- To be done -
Translate this sentence from the article below about the song "It Will Make Me Crazy" into Spanish: "In the UK, it peaked at number 11 and on the Eurochart Hot 100, it reached number seven."

Single by Felix

from the album #1
- Released: 12 October 1992
- Genre: Progressive house; hardcore techno;
- Length: 3:50
- Label: Deconstruction
- Songwriter: Felix
- Producer: Felix

Felix singles chronology
| "Don't You Want Me" (1992) | "It Will Make Me Crazy" (1992) | "Stars" (1993) |

Music video
- "It Will Make Me Crazy" on YouTube

= It Will Make Me Crazy =

1992 single by Felix

"It Will Make Me Crazy" is a song by British DJ and producer Francis Wright, known under the pseudonym of Felix. It was released in October 1992 by Deconstruction Records, as the second single from his debut album, #1 (1993), and features vocalist Steele, also known as Sam Brown. The song, both written and produced by Felix, topped the chart in Finland and reached the top-5 in Switzerland, Ireland and Germany. Additionally, it was also a top-10 hit in Austria, Belgium, Denmark, the Netherlands, Sweden and Switzerland. In the UK, it peaked at number 11 and on the Eurochart Hot 100, it reached number seven. Outside Europe, the single peaked at number 14 in Israel and number 55 in Australia. Its accompanying music video was directed by Lindy Heymann.

- Data extract -
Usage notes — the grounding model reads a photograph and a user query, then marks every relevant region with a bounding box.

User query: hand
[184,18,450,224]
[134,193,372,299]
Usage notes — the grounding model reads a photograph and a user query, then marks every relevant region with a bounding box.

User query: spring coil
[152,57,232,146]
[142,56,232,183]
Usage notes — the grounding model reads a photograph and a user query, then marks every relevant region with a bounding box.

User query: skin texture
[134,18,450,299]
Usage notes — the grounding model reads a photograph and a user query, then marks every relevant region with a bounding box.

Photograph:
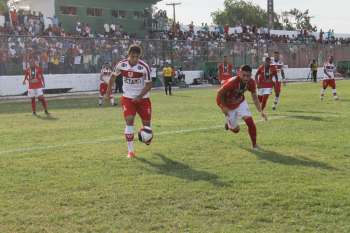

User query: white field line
[0,116,288,155]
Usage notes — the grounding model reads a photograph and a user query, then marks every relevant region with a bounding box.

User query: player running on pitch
[105,45,152,158]
[255,57,277,110]
[271,51,286,111]
[321,56,340,100]
[98,63,115,106]
[216,65,267,149]
[23,59,49,116]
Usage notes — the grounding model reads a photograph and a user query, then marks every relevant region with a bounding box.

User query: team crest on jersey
[128,71,134,78]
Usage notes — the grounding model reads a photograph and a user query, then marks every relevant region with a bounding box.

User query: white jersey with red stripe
[101,67,112,84]
[113,60,152,99]
[323,62,337,79]
[271,57,284,81]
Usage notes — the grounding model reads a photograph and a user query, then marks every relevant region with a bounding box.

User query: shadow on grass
[35,114,59,121]
[288,116,324,121]
[0,97,114,114]
[241,147,338,171]
[136,153,229,187]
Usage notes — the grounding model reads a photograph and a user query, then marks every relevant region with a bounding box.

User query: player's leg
[28,89,36,115]
[238,101,257,149]
[320,80,328,100]
[121,97,136,158]
[36,88,49,115]
[164,77,168,95]
[329,79,339,100]
[272,82,281,110]
[136,98,152,145]
[98,83,107,106]
[225,109,240,133]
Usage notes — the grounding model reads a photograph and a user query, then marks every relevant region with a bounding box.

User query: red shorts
[100,83,108,95]
[273,81,282,94]
[121,96,152,121]
[322,79,335,89]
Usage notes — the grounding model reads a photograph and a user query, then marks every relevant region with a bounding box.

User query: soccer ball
[138,126,153,145]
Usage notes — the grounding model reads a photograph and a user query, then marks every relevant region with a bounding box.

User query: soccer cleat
[128,151,136,159]
[225,123,229,130]
[252,145,261,151]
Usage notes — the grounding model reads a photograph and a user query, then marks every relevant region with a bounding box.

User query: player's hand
[221,107,230,116]
[261,111,267,121]
[132,96,142,102]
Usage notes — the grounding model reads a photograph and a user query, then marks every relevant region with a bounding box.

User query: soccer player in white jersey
[98,63,115,106]
[106,45,152,158]
[321,56,339,100]
[271,51,286,110]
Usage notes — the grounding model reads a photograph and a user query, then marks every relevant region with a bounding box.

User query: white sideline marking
[0,116,288,155]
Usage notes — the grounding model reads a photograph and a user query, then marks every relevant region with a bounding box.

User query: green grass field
[0,81,350,233]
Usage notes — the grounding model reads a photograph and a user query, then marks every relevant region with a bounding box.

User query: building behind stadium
[8,0,159,37]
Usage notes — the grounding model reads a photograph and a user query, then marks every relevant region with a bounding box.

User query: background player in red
[271,51,286,110]
[23,59,49,115]
[216,65,267,149]
[255,57,277,110]
[105,45,152,158]
[321,56,340,100]
[218,56,233,85]
[98,63,115,106]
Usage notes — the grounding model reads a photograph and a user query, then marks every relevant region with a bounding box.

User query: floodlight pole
[166,2,181,35]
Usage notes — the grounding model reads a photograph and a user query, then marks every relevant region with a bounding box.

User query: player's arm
[252,92,267,121]
[133,67,153,101]
[323,66,331,78]
[216,87,230,115]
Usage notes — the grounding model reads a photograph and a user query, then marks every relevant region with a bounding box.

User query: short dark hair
[128,45,142,55]
[241,65,252,73]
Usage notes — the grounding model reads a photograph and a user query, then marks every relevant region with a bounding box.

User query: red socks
[38,96,47,111]
[244,117,256,146]
[32,98,36,112]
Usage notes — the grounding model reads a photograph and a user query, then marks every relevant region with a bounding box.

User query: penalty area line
[0,116,288,155]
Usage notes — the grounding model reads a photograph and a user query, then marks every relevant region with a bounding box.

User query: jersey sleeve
[248,79,256,94]
[113,62,122,77]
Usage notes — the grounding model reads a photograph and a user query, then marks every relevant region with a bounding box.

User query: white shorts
[258,88,272,96]
[226,101,252,129]
[28,88,44,98]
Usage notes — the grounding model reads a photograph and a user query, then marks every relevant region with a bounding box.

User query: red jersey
[216,76,256,110]
[257,65,277,88]
[219,63,233,82]
[24,66,44,89]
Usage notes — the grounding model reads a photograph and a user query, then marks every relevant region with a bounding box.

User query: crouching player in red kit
[105,45,153,158]
[216,65,267,149]
[255,57,277,110]
[23,59,49,116]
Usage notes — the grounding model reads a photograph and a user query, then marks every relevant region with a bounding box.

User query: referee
[163,63,173,95]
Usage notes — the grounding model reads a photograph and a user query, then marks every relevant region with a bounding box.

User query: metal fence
[0,36,350,75]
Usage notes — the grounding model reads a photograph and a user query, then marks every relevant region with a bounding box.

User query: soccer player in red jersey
[23,59,49,115]
[218,56,233,85]
[105,45,152,158]
[321,56,339,100]
[98,63,115,106]
[255,57,277,110]
[271,51,286,110]
[216,65,267,149]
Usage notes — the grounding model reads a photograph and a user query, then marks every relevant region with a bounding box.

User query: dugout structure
[16,0,159,37]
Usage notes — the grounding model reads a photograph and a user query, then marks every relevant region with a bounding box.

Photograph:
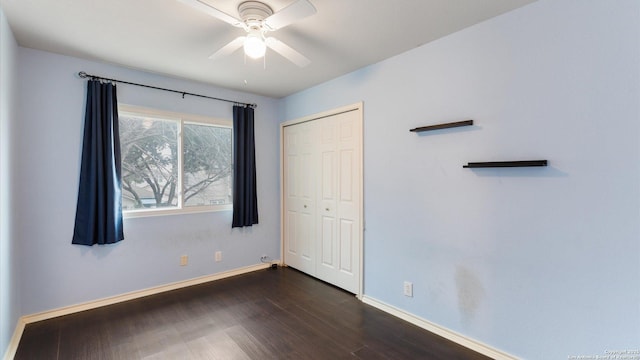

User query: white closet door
[283,123,316,274]
[316,112,361,292]
[282,103,362,294]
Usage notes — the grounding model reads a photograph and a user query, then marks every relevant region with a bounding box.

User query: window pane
[183,123,232,206]
[119,115,179,210]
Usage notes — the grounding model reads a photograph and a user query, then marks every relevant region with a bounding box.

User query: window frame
[118,104,233,219]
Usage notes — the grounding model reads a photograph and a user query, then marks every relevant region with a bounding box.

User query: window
[118,105,233,216]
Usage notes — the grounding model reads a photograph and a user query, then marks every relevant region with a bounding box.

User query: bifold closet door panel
[317,112,361,292]
[283,123,316,275]
[282,105,362,293]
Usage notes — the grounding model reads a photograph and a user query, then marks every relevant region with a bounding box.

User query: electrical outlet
[404,281,413,297]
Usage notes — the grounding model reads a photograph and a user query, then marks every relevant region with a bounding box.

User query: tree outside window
[119,105,232,213]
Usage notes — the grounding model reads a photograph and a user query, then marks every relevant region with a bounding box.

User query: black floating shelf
[409,120,473,132]
[462,160,547,168]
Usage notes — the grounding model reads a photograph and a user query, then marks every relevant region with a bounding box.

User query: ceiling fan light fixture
[244,33,267,59]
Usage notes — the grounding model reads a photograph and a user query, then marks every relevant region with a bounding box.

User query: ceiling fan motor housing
[238,1,273,30]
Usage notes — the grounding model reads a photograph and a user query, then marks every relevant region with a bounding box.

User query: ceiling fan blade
[266,37,311,67]
[264,0,316,30]
[209,36,246,60]
[178,0,242,27]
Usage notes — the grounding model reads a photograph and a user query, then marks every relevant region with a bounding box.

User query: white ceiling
[0,0,535,98]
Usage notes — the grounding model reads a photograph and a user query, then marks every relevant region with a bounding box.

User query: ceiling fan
[178,0,316,67]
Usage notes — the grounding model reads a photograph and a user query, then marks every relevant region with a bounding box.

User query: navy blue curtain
[72,80,124,246]
[231,105,258,228]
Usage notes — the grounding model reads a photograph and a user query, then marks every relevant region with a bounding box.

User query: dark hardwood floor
[15,268,488,360]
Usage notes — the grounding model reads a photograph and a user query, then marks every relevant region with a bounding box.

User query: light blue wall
[283,0,640,359]
[0,7,21,355]
[13,48,281,315]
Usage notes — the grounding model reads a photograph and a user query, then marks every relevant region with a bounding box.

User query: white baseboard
[4,263,271,360]
[362,295,518,360]
[3,318,26,360]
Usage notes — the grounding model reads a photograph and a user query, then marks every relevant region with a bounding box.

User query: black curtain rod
[78,71,258,109]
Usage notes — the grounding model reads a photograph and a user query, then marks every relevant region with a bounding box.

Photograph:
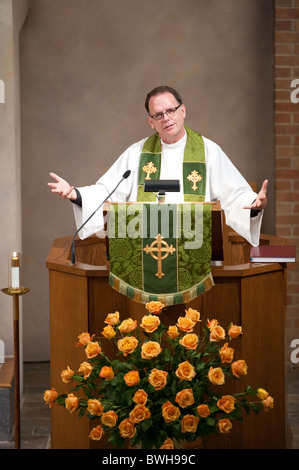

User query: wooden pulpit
[46,207,286,449]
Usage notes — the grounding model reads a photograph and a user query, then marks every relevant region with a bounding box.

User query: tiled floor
[0,363,299,449]
[0,362,51,449]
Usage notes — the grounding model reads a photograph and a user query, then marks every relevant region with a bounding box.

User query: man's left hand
[243,180,268,211]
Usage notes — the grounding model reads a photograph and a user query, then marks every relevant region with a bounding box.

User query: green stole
[109,127,214,305]
[137,126,206,202]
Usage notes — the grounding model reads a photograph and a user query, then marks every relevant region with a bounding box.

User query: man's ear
[147,116,156,131]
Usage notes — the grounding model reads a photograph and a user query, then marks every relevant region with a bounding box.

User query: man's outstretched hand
[48,173,77,201]
[243,180,268,211]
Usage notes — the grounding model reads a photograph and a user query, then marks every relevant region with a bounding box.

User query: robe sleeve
[73,139,145,240]
[207,141,263,246]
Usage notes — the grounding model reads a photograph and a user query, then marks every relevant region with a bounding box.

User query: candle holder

- Exercise response -
En el Reino Unido, alcanzó el puesto número 11 y en el Eurochart Hot 100 llegó al número siete.